> _Required task_
Copy the listing below with every occurrence of "photograph" changed to "image", keeping all other text the same.

--

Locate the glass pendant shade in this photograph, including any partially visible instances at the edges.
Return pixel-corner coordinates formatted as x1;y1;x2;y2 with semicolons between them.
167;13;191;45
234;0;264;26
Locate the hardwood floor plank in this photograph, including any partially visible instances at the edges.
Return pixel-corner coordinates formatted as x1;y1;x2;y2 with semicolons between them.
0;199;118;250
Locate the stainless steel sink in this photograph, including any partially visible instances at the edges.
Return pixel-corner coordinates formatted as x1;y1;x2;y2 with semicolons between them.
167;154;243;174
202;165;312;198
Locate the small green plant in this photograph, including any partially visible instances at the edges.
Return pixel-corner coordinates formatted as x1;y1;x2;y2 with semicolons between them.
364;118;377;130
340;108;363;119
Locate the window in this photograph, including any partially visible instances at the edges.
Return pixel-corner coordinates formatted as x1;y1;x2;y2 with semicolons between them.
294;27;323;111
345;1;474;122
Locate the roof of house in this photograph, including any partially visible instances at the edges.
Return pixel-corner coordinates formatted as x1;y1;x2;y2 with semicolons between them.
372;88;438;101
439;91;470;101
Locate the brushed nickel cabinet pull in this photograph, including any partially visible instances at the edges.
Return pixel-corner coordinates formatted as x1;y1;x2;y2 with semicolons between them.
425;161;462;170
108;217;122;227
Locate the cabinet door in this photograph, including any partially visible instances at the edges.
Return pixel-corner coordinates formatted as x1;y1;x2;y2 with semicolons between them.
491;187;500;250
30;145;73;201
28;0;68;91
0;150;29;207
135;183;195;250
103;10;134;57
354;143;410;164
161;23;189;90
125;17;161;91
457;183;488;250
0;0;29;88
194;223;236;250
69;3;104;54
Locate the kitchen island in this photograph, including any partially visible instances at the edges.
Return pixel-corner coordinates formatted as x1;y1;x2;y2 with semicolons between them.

--

> _Output for this exercise_
Locate the glass pendant shade in this image, including any partially visible instances at the edges.
Return pixel-corner coordinates formatted as x1;y1;x2;y2 with semicolons between them.
167;13;191;45
234;0;264;26
Locate the hardwood floor plank in this image, including any partially visible instances at the edges.
Return pixel-corner coordinates formatted as x1;y1;x2;y2 with semicolons between them.
0;199;118;250
Locate the stainless steel sink in this image, including any partially visible instances at the edges.
Return pixel-corner coordinates formatted as x1;y1;x2;y2 with semicolons between them.
167;154;243;174
202;165;312;198
Locate the small green plant in this image, including any partially visible instances at the edges.
Return pixel-corner coordinates formatted as x1;y1;x2;y2 with semicolons between them.
364;118;377;130
340;108;363;119
Locate the window in this image, including any partially visible instances at the edges.
Return pixel-corner coordinates formatted as x1;y1;x2;y2 with semicolons between them.
294;27;323;111
345;1;474;122
Locate the roof of house in this image, including any partially visible instances at the edges.
Return pixel-corner coordinates formatted as x1;y1;x2;y2 with semicolons between them.
372;88;438;101
439;91;470;101
Locate the brushed nickel cabinet pull in this image, including any partially visible instances at the edges.
Return pixel-corner coordinates formatted as x1;y1;x2;y2 with semicolons between them.
425;161;462;170
108;217;122;227
Locate the cabinet door in this image, including any partially visible instances at the edges.
Return pixel-corner coordinates formatted as x1;y1;x2;y2 with semicolons between them.
491;187;500;250
30;145;73;201
28;0;68;91
0;150;29;207
135;183;195;250
103;10;134;57
354;143;410;164
161;23;189;90
125;17;161;91
457;183;488;250
0;0;29;88
194;223;236;250
69;3;104;54
Locate the kitchen island in this image, including any partially visible instances at the edges.
Return pixel-corner coordinates formatted as x1;y1;x2;y2 with semicolons between them.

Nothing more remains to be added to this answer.